*** Data under study Section Begins ***
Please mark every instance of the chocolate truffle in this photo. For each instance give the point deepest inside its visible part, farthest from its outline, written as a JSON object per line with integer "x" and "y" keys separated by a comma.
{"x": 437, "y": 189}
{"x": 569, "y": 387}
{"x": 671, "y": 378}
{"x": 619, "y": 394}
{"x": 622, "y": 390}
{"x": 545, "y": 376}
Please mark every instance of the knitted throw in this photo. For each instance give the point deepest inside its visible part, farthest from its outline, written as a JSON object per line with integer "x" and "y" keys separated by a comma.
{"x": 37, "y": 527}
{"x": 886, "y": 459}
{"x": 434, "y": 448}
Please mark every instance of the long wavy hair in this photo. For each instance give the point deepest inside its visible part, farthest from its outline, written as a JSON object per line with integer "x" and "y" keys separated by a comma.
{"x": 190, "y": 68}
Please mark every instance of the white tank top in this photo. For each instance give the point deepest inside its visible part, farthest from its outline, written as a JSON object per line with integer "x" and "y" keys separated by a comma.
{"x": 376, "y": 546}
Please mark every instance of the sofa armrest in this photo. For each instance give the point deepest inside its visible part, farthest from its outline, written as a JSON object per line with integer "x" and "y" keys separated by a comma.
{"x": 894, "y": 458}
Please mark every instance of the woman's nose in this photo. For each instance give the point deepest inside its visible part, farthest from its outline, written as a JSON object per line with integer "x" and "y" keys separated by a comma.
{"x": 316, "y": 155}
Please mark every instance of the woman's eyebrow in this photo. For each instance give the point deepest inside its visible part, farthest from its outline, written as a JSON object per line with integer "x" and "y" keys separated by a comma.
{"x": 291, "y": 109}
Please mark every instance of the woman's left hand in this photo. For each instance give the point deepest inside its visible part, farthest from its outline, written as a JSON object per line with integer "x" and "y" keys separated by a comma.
*** Data under study Section Ends ***
» **Task details**: Nothing but the full listing, copied exactly, belongs in the answer.

» **Reply to the task**:
Please mark every instance of the chocolate truffle in this photo. For each instance give the point deepest inside its visible part, farthest from its outline, written as a JSON object per line with integer "x" and "y" keys separated by a comma.
{"x": 437, "y": 189}
{"x": 569, "y": 387}
{"x": 671, "y": 378}
{"x": 619, "y": 394}
{"x": 622, "y": 390}
{"x": 545, "y": 376}
Please mark every instance of the knitted throw in this photo. For each instance give the point deepest inside its visible part, farthest from its outline, written as a JSON object per line with integer "x" and "y" keys separated by a comma.
{"x": 37, "y": 527}
{"x": 886, "y": 459}
{"x": 434, "y": 448}
Please mark every instance of the long wavy hair in this photo. For each instance give the point deepest inside its visible part, farthest from its outline, written as a JSON object per line with integer "x" and "y" keys separated by a comma.
{"x": 190, "y": 68}
Please mark every instance of the white tank top in this photo. For each instance give the point deepest inside its visible part, farthest from its outline, written as a JSON object per line with integer "x" and "y" keys separated by a comma.
{"x": 376, "y": 546}
Please mark every instance of the sofa armrest in this photo. For each instance give the point deepest inside its visible part, farthest from its outline, written as a JSON object per line with integer "x" and "y" keys separated by a comma.
{"x": 894, "y": 458}
Please mark every instance of the woman's nose in this photo. For each instance give the point deepest inside its visible part, farthest from its outline, written as a JSON object per line with integer "x" and "y" keys separated by a comma.
{"x": 316, "y": 155}
Please mark every instance of the woman's eyebrow in this photo. For each instance give the point deepest inside its visible part, farthest from its outline, written as a JSON object per line with integer "x" and "y" keys separated by a comma.
{"x": 291, "y": 109}
Please mark every instance of the woman's left hand in this photo. For each instance give the point deepest inside its visible part, farthest from its outline, written as a JSON object per line with integer "x" and "y" keys separated by a comma.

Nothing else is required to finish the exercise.